* _Exercise prompt_
Your answer must consist of the lines running from the one that holds "Tag a point on every instance of the rudder" to the end of the data, copied exactly.

=====

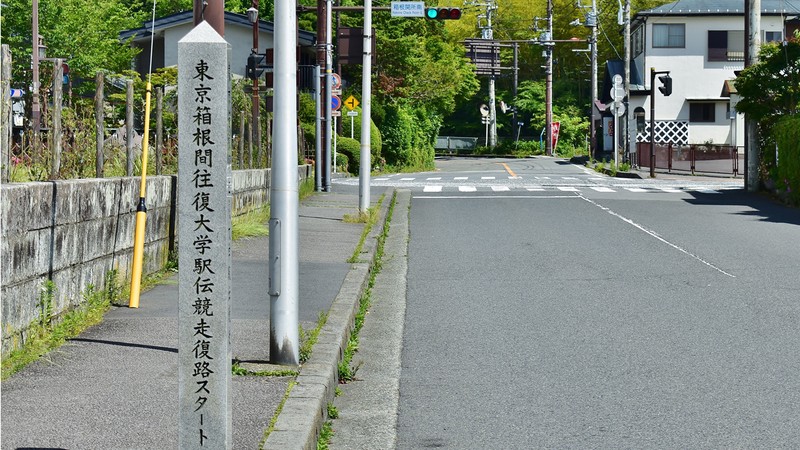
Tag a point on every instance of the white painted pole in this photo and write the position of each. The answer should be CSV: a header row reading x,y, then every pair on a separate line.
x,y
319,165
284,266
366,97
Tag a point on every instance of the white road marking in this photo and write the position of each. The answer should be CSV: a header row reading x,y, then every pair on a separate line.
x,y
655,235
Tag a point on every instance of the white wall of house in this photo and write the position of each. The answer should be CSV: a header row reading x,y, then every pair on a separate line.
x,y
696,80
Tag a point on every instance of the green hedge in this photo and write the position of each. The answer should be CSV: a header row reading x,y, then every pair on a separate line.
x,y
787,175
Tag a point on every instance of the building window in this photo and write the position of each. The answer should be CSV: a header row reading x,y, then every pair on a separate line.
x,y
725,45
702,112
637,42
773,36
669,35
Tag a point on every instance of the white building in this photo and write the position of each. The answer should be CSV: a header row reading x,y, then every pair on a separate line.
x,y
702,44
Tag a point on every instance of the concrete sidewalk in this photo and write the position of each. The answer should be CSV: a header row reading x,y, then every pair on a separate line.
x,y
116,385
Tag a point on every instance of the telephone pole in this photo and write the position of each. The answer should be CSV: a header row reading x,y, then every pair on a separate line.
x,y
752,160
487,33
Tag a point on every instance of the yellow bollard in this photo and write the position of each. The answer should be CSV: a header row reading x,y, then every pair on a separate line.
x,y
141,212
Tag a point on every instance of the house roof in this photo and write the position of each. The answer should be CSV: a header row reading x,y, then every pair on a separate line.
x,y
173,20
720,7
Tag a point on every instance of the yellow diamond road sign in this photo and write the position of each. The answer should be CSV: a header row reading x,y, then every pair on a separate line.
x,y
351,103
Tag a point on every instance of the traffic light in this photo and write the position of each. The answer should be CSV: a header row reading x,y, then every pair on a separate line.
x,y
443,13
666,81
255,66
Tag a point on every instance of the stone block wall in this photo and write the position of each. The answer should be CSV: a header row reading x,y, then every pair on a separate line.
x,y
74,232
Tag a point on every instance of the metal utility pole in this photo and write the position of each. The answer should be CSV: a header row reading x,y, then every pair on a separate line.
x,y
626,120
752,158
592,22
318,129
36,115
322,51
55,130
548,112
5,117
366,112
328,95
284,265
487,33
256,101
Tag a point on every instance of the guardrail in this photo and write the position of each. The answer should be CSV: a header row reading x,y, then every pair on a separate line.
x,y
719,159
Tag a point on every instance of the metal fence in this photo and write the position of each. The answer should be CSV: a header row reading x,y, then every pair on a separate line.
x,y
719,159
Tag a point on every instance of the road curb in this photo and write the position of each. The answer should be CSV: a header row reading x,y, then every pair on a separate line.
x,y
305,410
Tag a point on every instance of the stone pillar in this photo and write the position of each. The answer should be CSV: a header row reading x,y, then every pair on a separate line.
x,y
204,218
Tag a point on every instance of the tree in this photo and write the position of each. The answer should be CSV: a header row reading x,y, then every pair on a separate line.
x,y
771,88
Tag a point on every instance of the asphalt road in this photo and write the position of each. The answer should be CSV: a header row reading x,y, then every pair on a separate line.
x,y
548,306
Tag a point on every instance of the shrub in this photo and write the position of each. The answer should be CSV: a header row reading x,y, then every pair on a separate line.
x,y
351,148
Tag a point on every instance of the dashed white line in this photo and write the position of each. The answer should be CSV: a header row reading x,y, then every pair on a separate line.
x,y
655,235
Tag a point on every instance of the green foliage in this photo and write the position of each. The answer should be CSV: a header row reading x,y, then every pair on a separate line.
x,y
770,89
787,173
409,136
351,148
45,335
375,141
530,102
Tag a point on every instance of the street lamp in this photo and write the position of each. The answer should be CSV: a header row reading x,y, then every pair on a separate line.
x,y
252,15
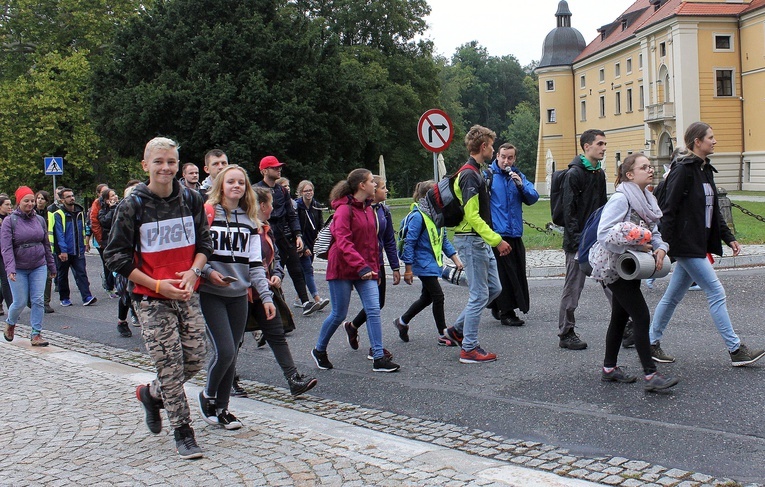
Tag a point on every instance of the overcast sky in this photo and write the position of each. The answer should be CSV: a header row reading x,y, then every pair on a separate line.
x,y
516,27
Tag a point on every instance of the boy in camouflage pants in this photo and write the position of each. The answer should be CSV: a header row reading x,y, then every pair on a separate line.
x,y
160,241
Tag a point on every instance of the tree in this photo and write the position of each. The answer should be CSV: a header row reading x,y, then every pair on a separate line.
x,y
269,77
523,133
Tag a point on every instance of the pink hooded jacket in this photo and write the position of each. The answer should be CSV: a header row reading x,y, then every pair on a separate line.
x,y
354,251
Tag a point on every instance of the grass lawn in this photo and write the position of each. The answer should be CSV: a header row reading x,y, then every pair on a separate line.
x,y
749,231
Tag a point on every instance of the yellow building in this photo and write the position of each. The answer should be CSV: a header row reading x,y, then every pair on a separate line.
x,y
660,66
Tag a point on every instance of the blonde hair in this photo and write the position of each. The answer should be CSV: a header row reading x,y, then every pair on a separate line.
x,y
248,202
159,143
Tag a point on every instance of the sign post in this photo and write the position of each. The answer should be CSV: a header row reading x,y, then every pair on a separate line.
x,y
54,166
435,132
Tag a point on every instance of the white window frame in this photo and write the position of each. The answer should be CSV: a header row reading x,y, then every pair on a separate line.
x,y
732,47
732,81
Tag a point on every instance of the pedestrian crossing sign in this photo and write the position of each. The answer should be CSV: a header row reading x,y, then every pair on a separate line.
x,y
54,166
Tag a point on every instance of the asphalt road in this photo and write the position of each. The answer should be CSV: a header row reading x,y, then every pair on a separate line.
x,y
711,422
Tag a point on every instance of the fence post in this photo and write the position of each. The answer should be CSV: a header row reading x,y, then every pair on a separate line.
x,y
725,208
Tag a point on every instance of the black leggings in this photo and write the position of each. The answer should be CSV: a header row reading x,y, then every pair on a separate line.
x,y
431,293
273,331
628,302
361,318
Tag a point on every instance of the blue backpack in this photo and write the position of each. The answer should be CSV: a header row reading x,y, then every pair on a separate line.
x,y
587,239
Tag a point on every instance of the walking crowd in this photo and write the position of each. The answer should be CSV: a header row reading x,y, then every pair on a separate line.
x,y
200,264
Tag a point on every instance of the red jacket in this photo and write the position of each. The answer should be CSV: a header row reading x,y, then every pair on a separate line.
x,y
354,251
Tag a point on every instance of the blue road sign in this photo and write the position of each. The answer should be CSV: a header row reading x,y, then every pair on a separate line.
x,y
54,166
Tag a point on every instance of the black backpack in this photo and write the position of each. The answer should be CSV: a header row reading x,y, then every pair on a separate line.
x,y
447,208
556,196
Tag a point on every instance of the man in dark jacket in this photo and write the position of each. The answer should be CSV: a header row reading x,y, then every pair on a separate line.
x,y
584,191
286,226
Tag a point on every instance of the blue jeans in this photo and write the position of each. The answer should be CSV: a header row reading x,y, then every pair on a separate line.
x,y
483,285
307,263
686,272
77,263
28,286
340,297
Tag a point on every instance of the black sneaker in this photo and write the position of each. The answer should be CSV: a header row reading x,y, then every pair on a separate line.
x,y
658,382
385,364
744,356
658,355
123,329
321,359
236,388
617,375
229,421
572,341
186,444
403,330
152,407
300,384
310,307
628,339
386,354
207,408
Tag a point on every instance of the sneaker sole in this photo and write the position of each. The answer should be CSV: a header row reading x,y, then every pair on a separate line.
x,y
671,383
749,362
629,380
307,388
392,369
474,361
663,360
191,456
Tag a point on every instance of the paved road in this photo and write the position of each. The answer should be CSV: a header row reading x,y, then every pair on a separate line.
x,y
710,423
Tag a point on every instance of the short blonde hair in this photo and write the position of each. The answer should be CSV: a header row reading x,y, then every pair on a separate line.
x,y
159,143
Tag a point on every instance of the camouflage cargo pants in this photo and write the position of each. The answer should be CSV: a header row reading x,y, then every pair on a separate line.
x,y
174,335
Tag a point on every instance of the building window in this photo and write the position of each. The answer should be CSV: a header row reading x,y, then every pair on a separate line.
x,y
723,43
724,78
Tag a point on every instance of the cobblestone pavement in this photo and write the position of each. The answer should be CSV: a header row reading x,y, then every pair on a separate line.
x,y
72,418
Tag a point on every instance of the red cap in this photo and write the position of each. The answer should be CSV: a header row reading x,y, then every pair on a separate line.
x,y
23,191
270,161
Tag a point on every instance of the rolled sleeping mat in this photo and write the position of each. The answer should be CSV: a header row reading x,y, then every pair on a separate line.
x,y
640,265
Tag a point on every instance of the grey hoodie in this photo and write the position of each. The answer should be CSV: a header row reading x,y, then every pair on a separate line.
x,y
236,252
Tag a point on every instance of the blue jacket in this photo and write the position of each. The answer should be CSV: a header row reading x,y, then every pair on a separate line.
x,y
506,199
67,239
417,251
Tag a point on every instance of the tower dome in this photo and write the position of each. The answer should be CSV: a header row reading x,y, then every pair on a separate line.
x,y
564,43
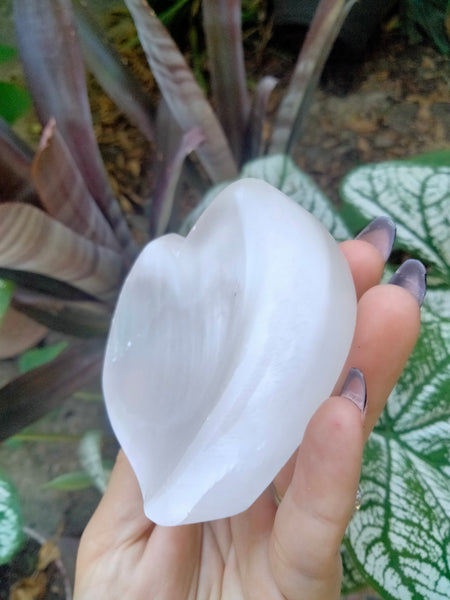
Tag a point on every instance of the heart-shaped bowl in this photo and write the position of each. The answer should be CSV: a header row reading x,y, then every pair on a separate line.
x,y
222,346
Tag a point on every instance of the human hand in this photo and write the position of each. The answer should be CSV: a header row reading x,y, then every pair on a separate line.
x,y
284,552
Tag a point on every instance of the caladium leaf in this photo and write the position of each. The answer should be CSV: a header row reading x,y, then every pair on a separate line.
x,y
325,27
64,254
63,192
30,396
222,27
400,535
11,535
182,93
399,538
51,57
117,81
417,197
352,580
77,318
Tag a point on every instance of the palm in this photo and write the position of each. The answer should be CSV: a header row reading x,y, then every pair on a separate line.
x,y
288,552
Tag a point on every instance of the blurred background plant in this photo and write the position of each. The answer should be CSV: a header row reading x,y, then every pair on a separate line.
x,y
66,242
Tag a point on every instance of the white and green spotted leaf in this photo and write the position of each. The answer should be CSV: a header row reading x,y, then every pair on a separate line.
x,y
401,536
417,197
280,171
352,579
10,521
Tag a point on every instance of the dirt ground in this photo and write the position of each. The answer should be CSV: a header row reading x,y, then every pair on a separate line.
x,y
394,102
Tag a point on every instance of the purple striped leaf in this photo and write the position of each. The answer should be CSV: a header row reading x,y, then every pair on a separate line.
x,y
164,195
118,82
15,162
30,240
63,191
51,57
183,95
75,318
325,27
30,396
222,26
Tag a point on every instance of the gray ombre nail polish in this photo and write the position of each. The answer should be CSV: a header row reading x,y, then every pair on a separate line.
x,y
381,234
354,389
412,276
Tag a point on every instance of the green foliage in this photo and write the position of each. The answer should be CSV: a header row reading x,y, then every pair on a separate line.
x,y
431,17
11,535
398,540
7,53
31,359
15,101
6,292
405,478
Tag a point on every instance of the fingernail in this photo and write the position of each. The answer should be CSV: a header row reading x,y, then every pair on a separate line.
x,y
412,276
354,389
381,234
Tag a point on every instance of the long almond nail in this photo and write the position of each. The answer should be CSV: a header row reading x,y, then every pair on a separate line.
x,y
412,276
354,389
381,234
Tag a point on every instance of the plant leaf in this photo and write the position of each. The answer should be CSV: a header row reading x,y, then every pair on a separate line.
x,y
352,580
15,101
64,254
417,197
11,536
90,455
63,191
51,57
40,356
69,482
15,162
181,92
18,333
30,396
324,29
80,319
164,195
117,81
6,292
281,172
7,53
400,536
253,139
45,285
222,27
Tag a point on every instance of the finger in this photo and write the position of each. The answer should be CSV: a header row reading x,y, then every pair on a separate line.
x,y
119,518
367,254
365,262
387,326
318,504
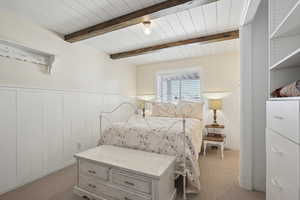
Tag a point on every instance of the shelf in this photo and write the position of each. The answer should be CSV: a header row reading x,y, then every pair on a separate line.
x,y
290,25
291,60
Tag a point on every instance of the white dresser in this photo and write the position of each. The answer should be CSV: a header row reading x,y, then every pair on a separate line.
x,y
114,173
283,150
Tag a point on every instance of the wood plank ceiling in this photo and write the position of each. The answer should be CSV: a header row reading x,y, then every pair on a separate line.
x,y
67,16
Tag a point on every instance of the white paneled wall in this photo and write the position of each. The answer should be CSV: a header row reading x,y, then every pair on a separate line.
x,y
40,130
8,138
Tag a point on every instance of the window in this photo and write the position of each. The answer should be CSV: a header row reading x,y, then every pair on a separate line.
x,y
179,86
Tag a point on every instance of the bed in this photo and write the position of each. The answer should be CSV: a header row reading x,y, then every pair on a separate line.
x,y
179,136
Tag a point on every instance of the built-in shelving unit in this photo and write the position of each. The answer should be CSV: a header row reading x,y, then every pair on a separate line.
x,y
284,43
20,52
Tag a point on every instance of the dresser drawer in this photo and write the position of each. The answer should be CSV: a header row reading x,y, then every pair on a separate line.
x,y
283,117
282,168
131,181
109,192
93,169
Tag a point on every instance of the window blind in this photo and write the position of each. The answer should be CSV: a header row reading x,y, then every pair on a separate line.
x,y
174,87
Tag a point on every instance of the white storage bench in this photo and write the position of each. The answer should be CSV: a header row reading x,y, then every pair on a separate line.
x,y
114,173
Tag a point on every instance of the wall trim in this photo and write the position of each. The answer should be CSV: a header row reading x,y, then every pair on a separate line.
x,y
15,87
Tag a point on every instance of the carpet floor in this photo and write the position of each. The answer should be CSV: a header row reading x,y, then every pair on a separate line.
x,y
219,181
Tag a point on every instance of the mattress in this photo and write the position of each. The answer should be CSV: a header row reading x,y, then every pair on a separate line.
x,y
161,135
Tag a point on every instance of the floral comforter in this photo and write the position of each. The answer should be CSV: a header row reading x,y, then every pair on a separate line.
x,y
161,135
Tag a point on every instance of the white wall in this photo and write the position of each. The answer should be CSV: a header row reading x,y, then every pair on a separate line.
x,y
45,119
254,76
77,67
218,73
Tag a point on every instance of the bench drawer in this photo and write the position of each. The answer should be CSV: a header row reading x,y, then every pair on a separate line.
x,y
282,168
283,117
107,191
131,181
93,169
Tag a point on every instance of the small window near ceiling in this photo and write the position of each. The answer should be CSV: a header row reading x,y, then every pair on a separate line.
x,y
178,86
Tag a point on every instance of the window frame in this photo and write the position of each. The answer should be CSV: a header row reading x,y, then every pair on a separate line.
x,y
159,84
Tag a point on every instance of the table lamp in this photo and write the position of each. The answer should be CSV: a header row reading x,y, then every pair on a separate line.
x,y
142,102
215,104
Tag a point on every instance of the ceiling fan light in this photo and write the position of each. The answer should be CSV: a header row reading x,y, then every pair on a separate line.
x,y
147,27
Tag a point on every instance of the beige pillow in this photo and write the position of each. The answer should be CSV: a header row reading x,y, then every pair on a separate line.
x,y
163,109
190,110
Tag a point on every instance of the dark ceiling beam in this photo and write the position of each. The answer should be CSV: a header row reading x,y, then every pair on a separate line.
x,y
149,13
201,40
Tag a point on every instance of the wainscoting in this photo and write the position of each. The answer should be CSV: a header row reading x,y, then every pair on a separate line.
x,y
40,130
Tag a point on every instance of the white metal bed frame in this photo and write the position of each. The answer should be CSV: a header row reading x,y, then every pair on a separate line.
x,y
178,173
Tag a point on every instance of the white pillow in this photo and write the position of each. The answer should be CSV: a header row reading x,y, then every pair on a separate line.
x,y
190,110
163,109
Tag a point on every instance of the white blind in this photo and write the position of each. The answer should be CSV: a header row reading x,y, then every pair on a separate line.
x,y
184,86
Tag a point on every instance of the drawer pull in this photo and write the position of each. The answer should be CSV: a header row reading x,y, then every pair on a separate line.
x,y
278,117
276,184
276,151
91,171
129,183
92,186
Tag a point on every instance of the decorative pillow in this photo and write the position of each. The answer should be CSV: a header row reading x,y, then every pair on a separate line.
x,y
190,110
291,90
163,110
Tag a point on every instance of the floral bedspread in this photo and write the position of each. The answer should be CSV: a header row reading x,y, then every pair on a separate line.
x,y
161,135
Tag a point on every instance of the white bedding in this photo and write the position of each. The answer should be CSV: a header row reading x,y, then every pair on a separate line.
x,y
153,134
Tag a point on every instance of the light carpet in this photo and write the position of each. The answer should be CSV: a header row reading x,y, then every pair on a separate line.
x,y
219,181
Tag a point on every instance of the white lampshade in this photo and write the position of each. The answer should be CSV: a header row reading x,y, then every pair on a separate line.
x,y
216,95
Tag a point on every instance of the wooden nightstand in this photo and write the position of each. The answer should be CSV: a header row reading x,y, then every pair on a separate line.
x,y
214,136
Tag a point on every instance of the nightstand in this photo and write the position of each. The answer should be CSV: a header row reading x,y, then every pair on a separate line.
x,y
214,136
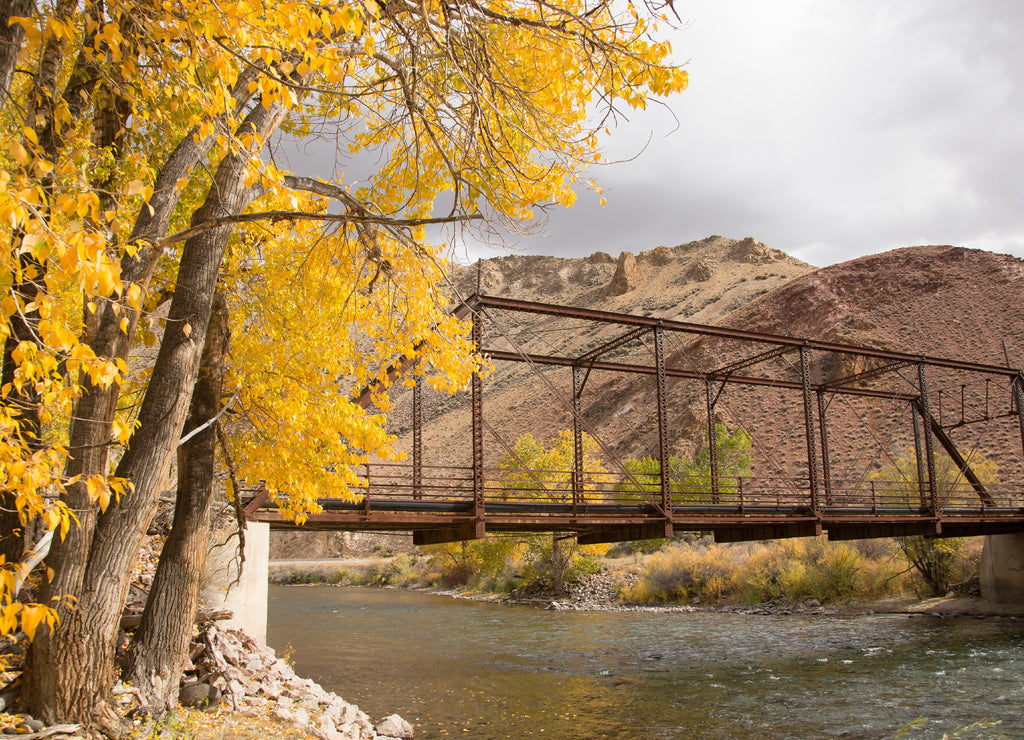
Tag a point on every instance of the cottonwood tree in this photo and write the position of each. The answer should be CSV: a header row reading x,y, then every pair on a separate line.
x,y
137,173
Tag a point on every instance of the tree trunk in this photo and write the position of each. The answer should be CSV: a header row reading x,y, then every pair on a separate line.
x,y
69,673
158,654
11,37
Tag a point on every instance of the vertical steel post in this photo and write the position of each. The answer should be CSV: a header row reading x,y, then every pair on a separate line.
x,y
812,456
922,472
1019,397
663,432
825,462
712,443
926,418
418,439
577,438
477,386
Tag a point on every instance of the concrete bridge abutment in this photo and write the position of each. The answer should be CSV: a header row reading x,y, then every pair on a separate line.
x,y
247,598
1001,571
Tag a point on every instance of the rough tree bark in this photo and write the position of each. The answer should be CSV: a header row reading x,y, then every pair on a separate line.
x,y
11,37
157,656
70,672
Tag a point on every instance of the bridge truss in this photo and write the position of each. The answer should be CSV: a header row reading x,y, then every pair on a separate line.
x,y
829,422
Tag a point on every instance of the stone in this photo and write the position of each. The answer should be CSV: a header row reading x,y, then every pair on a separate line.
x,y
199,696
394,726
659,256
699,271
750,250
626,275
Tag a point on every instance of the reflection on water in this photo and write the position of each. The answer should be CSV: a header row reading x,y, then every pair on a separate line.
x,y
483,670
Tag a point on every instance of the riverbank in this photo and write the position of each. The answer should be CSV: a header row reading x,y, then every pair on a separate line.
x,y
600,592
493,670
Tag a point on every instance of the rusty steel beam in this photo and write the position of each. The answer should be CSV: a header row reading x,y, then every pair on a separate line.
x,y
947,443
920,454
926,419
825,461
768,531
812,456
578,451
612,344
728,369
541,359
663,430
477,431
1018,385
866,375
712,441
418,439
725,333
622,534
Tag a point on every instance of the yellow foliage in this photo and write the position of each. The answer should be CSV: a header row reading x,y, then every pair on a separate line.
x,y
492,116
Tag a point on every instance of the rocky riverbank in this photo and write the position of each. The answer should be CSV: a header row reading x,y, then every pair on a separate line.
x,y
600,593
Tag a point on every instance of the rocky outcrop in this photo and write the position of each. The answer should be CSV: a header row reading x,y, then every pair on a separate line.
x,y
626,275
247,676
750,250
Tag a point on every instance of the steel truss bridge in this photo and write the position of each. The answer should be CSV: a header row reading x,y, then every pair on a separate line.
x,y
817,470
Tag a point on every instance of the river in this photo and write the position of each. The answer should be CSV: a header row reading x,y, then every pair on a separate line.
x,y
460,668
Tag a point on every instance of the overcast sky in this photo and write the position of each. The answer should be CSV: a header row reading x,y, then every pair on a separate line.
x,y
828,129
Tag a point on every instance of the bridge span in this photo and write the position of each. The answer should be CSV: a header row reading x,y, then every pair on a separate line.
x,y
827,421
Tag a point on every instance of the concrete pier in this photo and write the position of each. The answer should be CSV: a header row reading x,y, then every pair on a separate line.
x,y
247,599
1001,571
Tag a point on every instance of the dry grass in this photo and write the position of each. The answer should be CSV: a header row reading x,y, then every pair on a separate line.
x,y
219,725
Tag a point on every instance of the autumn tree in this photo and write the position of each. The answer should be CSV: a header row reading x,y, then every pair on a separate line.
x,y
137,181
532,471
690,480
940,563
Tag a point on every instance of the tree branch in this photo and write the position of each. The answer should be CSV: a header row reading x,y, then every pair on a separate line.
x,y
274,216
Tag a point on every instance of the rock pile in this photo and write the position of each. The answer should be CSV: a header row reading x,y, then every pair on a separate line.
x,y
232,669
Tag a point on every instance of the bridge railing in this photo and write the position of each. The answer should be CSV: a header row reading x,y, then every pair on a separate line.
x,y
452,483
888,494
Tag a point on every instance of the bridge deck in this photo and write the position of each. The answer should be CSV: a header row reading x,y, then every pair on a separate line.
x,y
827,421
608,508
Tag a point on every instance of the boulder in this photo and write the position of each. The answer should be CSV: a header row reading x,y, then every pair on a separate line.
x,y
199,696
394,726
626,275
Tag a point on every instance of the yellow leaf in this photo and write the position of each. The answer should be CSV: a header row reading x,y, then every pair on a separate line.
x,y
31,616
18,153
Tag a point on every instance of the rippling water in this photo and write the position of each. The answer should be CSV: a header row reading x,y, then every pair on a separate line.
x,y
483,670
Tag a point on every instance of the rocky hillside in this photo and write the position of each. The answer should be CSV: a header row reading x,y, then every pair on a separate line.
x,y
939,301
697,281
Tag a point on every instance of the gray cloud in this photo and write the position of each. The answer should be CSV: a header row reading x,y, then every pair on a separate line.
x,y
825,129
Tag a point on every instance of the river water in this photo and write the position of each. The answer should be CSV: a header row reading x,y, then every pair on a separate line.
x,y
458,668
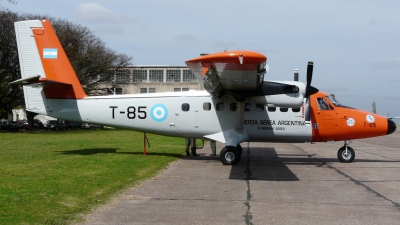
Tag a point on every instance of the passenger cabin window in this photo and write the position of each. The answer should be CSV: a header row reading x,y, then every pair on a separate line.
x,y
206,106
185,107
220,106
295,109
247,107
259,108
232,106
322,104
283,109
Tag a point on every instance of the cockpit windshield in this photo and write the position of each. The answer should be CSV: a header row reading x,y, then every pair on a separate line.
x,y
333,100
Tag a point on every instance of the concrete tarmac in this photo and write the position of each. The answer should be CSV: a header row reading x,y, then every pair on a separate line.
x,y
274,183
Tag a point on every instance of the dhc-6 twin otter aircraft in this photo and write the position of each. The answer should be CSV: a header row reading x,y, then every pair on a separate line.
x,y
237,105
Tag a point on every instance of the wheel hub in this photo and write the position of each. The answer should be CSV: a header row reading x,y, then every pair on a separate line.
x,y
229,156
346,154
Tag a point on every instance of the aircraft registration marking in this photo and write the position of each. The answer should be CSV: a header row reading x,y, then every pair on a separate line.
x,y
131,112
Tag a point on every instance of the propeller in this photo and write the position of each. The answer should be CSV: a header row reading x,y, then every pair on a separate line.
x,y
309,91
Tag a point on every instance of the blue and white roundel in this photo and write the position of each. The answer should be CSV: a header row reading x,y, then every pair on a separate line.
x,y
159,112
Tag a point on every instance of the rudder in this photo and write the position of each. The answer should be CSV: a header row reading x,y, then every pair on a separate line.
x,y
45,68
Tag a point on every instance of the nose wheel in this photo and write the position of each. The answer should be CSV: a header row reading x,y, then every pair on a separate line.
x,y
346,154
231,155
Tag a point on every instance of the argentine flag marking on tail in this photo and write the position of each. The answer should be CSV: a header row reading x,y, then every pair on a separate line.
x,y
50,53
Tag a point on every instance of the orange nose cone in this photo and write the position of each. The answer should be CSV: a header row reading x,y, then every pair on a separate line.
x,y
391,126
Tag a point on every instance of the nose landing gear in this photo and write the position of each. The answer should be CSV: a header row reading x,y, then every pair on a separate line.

=====

* _Exercise response_
Tag a point on every instance of the rudder in this photo and write the position of each. The answer should be CSV: a header row reading x,y, then every pair on a separate line.
x,y
45,68
Tag a point on every instance of the nose wheel in this photo and write the position of each. The answer should be CSV: a header row reading x,y, then every pair on a separate line.
x,y
346,154
231,155
Tag a point on every instance of the argentine flag marking on tail in this photo and write the position of each. The answer should be CSV: a header row reading x,y, then every pair on a separate line.
x,y
50,53
Tag a point on every instance of the orange nose cone in this photo and write the position of each. The answer should be CSV: a header row reading x,y, then every pair on a separate line.
x,y
391,126
Tag a point on every instance of the nose landing gear in this photo and write the position of each. The answer should be CSV: a header row reading x,y, then every pair on a separate line.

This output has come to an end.